■ Given instruction:
Copy out the records below, changing every "sports-video annotation engine" to "aerial-imagery annotation engine" and keeping everything else the same.

■ Supplied material:
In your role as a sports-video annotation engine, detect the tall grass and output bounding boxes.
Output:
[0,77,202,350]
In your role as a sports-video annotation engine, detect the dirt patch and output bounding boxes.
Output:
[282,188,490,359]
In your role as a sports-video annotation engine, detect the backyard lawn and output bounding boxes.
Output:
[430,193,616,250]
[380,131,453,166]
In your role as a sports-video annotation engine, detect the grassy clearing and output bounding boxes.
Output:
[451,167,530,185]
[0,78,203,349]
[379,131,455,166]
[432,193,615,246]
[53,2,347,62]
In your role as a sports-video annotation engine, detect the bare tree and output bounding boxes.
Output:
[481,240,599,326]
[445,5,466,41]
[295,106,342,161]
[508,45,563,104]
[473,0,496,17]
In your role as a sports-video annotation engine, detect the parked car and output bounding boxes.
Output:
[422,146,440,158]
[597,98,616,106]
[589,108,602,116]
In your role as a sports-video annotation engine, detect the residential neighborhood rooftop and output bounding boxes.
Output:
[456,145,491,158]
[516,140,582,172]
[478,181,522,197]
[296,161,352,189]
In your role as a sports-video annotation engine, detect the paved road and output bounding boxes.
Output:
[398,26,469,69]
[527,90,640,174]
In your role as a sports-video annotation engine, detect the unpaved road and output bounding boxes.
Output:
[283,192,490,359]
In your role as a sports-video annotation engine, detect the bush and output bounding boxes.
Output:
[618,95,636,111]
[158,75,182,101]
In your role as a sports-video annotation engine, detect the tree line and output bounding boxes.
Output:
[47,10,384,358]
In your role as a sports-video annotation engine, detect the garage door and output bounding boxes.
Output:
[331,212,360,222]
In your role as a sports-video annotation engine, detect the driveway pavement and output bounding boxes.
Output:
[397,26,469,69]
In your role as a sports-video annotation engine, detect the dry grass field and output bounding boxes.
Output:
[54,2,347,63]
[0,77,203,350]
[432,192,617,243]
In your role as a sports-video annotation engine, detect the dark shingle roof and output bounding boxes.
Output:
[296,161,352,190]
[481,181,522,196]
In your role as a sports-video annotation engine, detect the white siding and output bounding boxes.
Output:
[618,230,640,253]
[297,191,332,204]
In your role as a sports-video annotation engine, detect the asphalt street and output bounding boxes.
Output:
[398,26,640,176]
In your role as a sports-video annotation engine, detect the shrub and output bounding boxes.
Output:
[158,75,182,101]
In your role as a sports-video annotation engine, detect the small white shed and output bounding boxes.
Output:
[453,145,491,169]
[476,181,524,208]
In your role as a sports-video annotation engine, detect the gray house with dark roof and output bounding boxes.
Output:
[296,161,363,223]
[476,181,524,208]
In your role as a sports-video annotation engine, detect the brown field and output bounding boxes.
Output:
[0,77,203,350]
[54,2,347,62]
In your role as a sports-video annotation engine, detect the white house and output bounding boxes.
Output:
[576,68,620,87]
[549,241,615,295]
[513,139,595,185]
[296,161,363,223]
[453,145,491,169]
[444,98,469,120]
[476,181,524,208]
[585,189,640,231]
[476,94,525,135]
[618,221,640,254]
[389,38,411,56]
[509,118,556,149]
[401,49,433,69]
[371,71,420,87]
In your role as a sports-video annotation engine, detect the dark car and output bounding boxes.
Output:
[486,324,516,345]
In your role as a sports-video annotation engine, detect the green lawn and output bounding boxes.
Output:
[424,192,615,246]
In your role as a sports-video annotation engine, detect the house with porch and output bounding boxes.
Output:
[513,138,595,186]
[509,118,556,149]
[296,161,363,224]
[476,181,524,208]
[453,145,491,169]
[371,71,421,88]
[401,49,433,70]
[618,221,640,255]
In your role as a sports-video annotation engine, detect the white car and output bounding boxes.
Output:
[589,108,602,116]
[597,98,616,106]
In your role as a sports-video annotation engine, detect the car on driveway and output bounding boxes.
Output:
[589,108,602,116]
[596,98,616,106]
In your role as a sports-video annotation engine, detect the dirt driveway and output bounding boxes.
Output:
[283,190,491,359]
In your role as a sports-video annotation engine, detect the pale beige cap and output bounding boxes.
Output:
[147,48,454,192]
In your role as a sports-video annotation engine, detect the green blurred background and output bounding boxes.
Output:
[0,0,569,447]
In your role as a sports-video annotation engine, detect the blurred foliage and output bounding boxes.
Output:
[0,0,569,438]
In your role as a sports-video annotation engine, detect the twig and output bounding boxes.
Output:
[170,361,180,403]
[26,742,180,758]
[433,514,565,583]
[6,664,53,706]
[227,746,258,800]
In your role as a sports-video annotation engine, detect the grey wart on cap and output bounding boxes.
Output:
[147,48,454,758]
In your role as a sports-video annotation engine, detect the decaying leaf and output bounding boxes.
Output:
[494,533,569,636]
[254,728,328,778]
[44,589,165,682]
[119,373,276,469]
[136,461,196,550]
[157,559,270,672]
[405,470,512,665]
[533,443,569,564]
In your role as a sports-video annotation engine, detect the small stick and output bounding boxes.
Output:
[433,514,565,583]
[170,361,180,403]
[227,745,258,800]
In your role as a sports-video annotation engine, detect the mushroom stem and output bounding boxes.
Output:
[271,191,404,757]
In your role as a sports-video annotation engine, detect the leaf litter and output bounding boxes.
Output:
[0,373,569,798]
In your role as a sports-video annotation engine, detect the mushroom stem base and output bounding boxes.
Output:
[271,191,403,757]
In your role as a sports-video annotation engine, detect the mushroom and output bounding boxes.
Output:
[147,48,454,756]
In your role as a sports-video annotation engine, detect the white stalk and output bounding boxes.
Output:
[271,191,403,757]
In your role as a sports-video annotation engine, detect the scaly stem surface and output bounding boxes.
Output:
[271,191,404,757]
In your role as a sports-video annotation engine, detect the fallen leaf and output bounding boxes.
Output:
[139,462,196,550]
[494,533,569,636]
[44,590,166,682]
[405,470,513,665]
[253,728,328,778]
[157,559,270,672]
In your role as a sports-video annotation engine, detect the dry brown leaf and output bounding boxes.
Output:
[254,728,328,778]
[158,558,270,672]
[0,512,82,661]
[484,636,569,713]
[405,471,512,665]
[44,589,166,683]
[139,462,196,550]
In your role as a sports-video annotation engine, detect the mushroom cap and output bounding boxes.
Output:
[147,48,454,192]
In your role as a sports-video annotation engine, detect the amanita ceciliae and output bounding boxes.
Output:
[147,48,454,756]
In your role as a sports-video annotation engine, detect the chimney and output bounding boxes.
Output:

■ Solution:
In your role as a aerial-imagery annotation engine, detect the tall grass and output bounding boxes.
Output:
[0,77,202,350]
In your role as a aerial-imagery annotation engine, detect the dirt patch and output bounding boxes.
Output:
[282,188,490,359]
In your role as a aerial-imagery annotation engine, detect the backyard lawn and output bounding boxes.
Output:
[430,193,616,250]
[380,131,453,166]
In your role as a aerial-imagery annotation engine, detect the grassy clearing and output bounding boxes.
Output:
[451,167,530,185]
[0,78,203,349]
[379,131,455,166]
[432,193,615,246]
[53,2,347,62]
In your role as a aerial-imagery annotation engine, detect the bare tree and output bounding boxes.
Output:
[481,240,599,326]
[445,5,466,41]
[295,106,342,161]
[508,45,563,104]
[473,0,496,17]
In your role as a aerial-imagery annotation engine, detect the parked car and output bounding boxes.
Output:
[422,146,440,158]
[597,98,616,106]
[589,108,602,116]
In your role as a aerial-imagery annotation engine, detect the residential neighborhood rooftop and output bounding boxes.
Output:
[456,145,491,158]
[516,140,582,172]
[478,181,522,197]
[296,161,352,189]
In your role as a aerial-imagery annotation engine, detect the paved road and output bounding boxes.
Output:
[398,26,469,69]
[527,90,640,174]
In your role as a aerial-imagery annotation engine, detect the unpaved road and output bounding boxes.
Output:
[283,192,490,359]
In your role as a aerial-imagery annotation engine, detect the bush and output bounding boxes.
Output:
[618,95,636,111]
[158,75,182,101]
In your role as a aerial-imagery annotation engine, detect the tree line and output bounding boxes.
Output:
[47,10,384,358]
In your role as a aerial-imagery annotation engine, detect the garage door and output bounding boxes.
Output:
[331,212,360,222]
In your role as a aerial-imagery annotation engine, detect the driveway pavement and output bounding boxes.
Output:
[397,26,469,69]
In your role as a aerial-imagery annotation engine, detect the dry grass field and output bounding boxes.
Output:
[54,2,347,63]
[0,77,203,350]
[432,192,617,243]
In your role as a aerial-imagery annotation engine, detect the dark shingle roof and output bounding boxes.
Output:
[296,161,352,190]
[481,181,522,196]
In your role as a aerial-imagery annotation engine, detect the white siding and output bounding boxes.
Output:
[618,230,640,253]
[297,191,332,204]
In your role as a aerial-imagery annotation engine, detect the asphalt street and output bounding boxes.
Output:
[398,26,640,176]
In your role as a aerial-imagery annotation engine, detect the shrub and output bounding boxes.
Output:
[158,75,182,101]
In your role as a aerial-imagery annotation engine, detect the small white shed and output bounding boxes.
Output:
[453,145,491,169]
[476,181,524,208]
In your role as a aerial-imagery annotation engine, detect the gray house with dark roof and output bounding boxes.
Output:
[296,161,363,223]
[476,181,524,208]
In your role as a aerial-imagery annotation engine, detect the brown field and output bounding boxes.
Output:
[0,77,203,350]
[54,2,347,62]
In your role as a aerial-imagery annotation engine, detect the white house and output bounding boxes.
Output:
[576,68,620,87]
[549,241,615,295]
[513,139,595,185]
[296,161,363,223]
[453,145,491,169]
[444,98,469,120]
[476,181,524,208]
[585,189,640,231]
[476,94,525,135]
[618,221,640,254]
[389,38,411,56]
[509,118,556,149]
[401,49,433,69]
[371,71,420,87]
In your role as a aerial-imagery annotation engine, detect the dark car and output bounding boxes.
Output:
[486,324,516,345]
In your role as a aerial-imagery annotation engine, detect the green lawn and output bounding boxes.
Output:
[424,192,615,246]
In your role as a aerial-imagery annotation engine, detect the house with porch and output bounding boxes.
Output:
[513,138,595,186]
[509,118,556,149]
[296,161,363,224]
[476,181,524,208]
[453,145,491,169]
[371,71,421,88]
[401,49,433,70]
[618,221,640,255]
In your role as a aerial-imagery annotation engine, detect the white car and output bounding boxes.
Output:
[589,108,602,116]
[597,98,616,106]
In your role as a aerial-imagery annotation engine, detect the car on driveway and output bounding boxes.
Output:
[589,108,602,116]
[596,98,616,106]
In your role as a aerial-imagery annotation engine, detect the dirt driveway and output bounding boxes.
Output:
[283,190,491,359]
In your role as a aerial-imagery annotation engine, detect the pale beige cap and output bounding boxes.
Output:
[147,48,454,192]
In your role as a aerial-imagery annotation engine, detect the green blurred background and output bounding boxes.
Output:
[0,0,569,447]
In your role as a aerial-imagery annotation engine, detect the blurred foliage and output bounding boxes.
Output:
[0,0,569,438]
In your role as a aerial-imagery annotation engine, detect the twig and output bounding boxes.
Output:
[170,361,180,403]
[26,742,180,758]
[433,514,565,583]
[6,664,53,706]
[227,746,258,800]
In your role as a aerial-imagery annotation engine, detect the grey wart on cap and output bounding boxes.
Output:
[147,48,454,758]
In your role as a aerial-imagery annotation engine, detect the decaying leaf and output bounding boxes.
Output:
[494,533,569,636]
[254,728,328,778]
[44,589,165,682]
[119,373,276,469]
[136,461,196,550]
[157,559,270,672]
[405,470,512,665]
[533,443,569,564]
In your role as a aerial-imagery annotation engine, detect the small stick and output bounding boxes.
Output:
[433,514,565,583]
[170,361,180,403]
[227,745,258,800]
In your role as a aerial-imagery annotation engine, detect the mushroom stem and output bounding boxes.
Output:
[271,191,404,757]
In your role as a aerial-imagery annotation engine, detect the leaf litter and output bounding boxes.
Output:
[0,373,569,798]
In your role as a aerial-imagery annotation engine, detect the mushroom stem base and output bounding boxes.
Output:
[271,191,403,757]
In your role as a aerial-imagery annotation engine, detect the mushroom and output bounding boxes.
Output:
[147,48,454,756]
In your role as a aerial-imagery annotation engine, detect the white stalk and output bounding boxes.
Output:
[271,191,403,757]
In your role as a aerial-imagery annotation engine, detect the scaly stem surface and output bounding boxes.
Output:
[271,191,404,757]
In your role as a aerial-imagery annotation engine, detect the fallen leaf and output bounding boxes.
Output:
[139,462,196,550]
[494,533,569,636]
[44,590,166,682]
[405,470,513,665]
[253,728,328,778]
[157,559,270,672]
In your role as a aerial-imagery annotation engine, detect the dry brown leaf and output bounding boxes.
Output:
[254,728,328,778]
[158,558,270,672]
[0,512,82,661]
[484,636,569,713]
[405,471,512,665]
[44,589,166,683]
[139,462,196,550]
In your role as a aerial-imagery annotation engine, detect the mushroom cap and output bounding boxes.
Output:
[147,48,454,192]
In your role as a aerial-imagery annotation engine, detect the amanita ceciliae and output bounding boxes.
Output:
[147,48,454,756]
In your role as a aerial-imagery annotation engine, detect the chimney and output bounding boxes.
Output:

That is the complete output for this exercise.